DAFTAR TUGAS:
1 – Tuliskan kembali tanpa perubahan bagian kutipan dokumen mulai dari "SATELITNEWS, JAKARTA—Komisi Nasional" hingga "dan 254 mahasiswa.".
2 – Jawablah pertanyaan berikut berdasarkan kutipan dokumen.
(a) Berapa jumlah orang yang ditangkap oleh kepolisian menurut temuan Tim Peristiwa 24-30 September 2019 Komnas HAM?
(b) Siapa yang menyampaikan keterangan tersebut di Kantor Komnas HAM, dan apa jabatannya?
(c) Berapa orang tersangka yang diduga melempar batu pada petugas?

KUTIPAN DOKUMEN:

SATELITNEWS, JAKARTA—Komisi Nasional Hak Asasi Manusia (Komnas HAM) mengungkap sejumlah dugaan pelanggaran prosedur tetap atau protap yang dilakukan polisi dalam aksi unjuk rasa pelajar dan mahasiswa terkait revisi UU KPK dan Rancangan Kitab Undang-Undang Hukum Pidana ( RKUHP) pada 24-30 September 2019.
Berdasarkan temuan Tim Peristiwa 24-30 September 2019 Komnas HAM, pada 15 Oktober 2019 sebanyak 1.489 orang ditangkap oleh kepolisian. “Sebanyak 1.109 orang dibebaskan, 380 orang tersangka, 218 orang ditangguhkan dan 70 orang ditahan,” kata Wakil Ketua Komnas HAM Hairansyah di Kantor Komnas HAM, Jakarta, Kamis (9/1/2020).
Sebanyak 1.489 orang di DKI Jakarta yang ditangkap itu terdiri dari: 165 orang tidak bekerja/preman, 94 orang swasta, 328 orang umum, 648 pelajar dan 254 mahasiswa.
Dari total 380 tersangka, perannya adalah diduga membawa senjata tajam (2 orang), bawa bom molotov dan merusak Pos Polantas (2 orang), mendokumentasikan dan menyebarkan peristiwa (17 orang), melempar batu pada petugas (91 orang), tidak mengindahkan perintah petugas (133 orang) dan peserta aksi (135 orang).

DATA YANG DIBERIKAN:
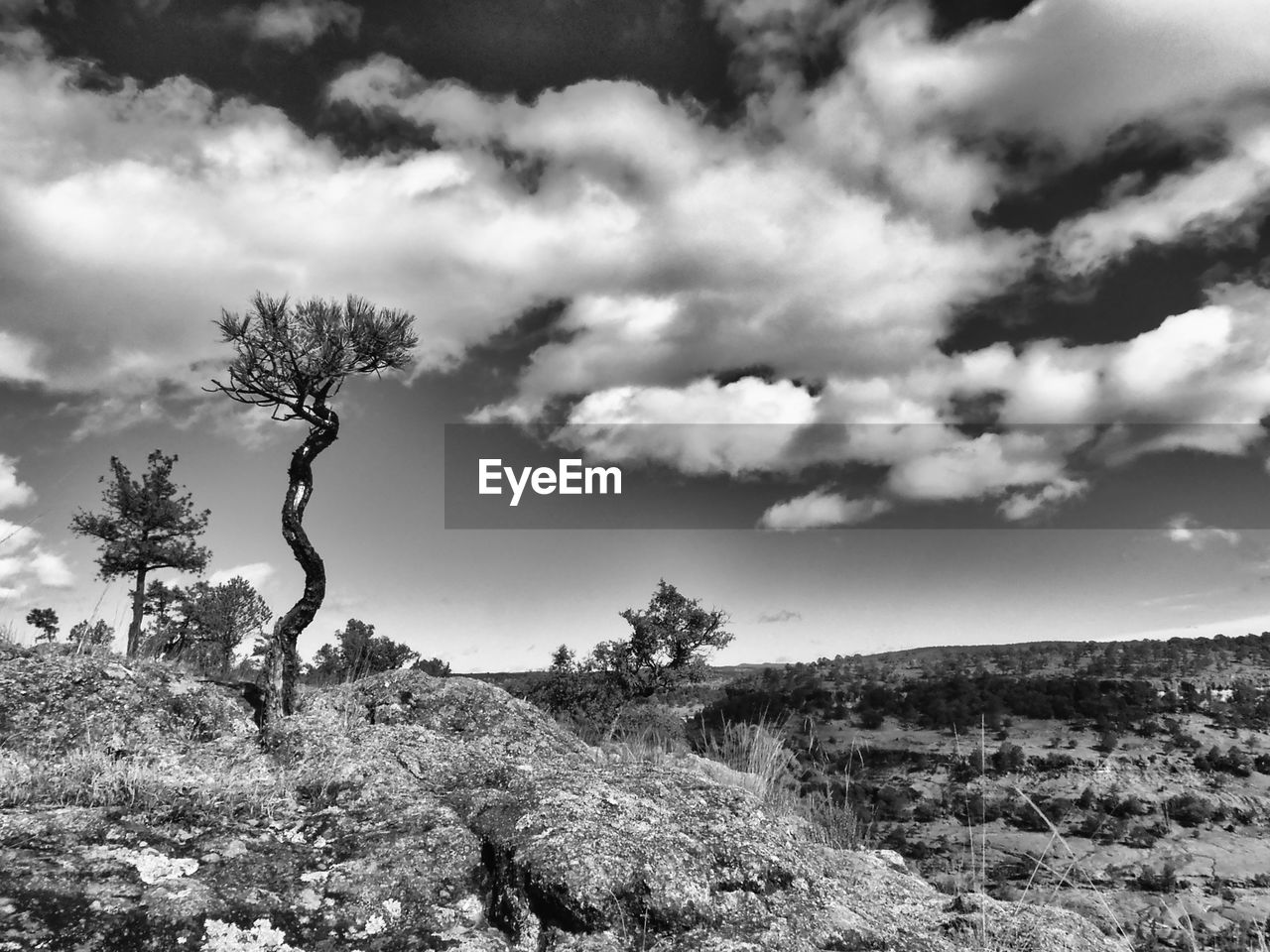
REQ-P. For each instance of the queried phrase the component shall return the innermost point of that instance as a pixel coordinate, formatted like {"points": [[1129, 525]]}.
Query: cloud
{"points": [[51, 570], [1074, 71], [829, 234], [296, 24], [23, 561], [821, 509], [13, 492], [1188, 531], [255, 572], [1209, 199], [18, 359], [780, 617], [1026, 506]]}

JAWABAN TIAP TUGAS:
1 –
SATELITNEWS, JAKARTA—Komisi Nasional Hak Asasi Manusia (Komnas HAM) mengungkap sejumlah dugaan pelanggaran prosedur tetap atau protap yang dilakukan polisi dalam aksi unjuk rasa pelajar dan mahasiswa terkait revisi UU KPK dan Rancangan Kitab Undang-Undang Hukum Pidana ( RKUHP) pada 24-30 September 2019.
Berdasarkan temuan Tim Peristiwa 24-30 September 2019 Komnas HAM, pada 15 Oktober 2019 sebanyak 1.489 orang ditangkap oleh kepolisian. “Sebanyak 1.109 orang dibebaskan, 380 orang tersangka, 218 orang ditangguhkan dan 70 orang ditahan,” kata Wakil Ketua Komnas HAM Hairansyah di Kantor Komnas HAM, Jakarta, Kamis (9/1/2020).
Sebanyak 1.489 orang di DKI Jakarta yang ditangkap itu terdiri dari: 165 orang tidak bekerja/preman, 94 orang swasta, 328 orang umum, 648 pelajar dan 254 mahasiswa.

2 –
(a) Sebanyak 1.489 orang.
(b) Hairansyah, Wakil Ketua Komnas HAM.
(c) Sebanyak 91 orang.